(Collected data)

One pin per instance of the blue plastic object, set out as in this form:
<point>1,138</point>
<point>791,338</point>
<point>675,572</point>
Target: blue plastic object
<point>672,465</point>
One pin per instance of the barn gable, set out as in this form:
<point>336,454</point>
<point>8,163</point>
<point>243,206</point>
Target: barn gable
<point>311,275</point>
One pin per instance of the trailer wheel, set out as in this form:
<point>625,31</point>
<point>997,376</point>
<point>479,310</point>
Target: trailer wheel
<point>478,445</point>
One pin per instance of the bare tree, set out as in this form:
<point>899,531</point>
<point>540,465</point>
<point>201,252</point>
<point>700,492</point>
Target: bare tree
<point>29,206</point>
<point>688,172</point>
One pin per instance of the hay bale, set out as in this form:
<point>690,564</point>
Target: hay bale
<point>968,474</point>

...

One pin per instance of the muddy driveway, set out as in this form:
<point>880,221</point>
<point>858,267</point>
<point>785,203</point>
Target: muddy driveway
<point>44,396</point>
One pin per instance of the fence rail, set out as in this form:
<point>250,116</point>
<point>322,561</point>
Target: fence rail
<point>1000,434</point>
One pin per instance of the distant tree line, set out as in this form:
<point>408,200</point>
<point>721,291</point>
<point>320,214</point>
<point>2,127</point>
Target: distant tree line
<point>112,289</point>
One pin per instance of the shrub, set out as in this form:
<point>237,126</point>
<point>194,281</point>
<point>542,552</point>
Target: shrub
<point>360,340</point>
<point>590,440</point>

--

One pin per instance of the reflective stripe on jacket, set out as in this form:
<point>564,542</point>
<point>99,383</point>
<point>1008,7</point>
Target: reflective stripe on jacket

Work task -
Please give back, exactly as it stands above, the stretch from the line with "One pin per instance of the blue" through the line with "<point>479,310</point>", and no line outside it.

Reply to the exercise -
One pin per instance of the blue plastic object, set out as in this form:
<point>1,138</point>
<point>791,338</point>
<point>675,572</point>
Target: blue plastic object
<point>672,465</point>
One pin per instance of the barn gable, set out as in this form:
<point>336,454</point>
<point>8,163</point>
<point>243,206</point>
Target: barn gable
<point>311,275</point>
One pin per instance of the trailer wheel, set out as in this form:
<point>625,31</point>
<point>997,376</point>
<point>479,310</point>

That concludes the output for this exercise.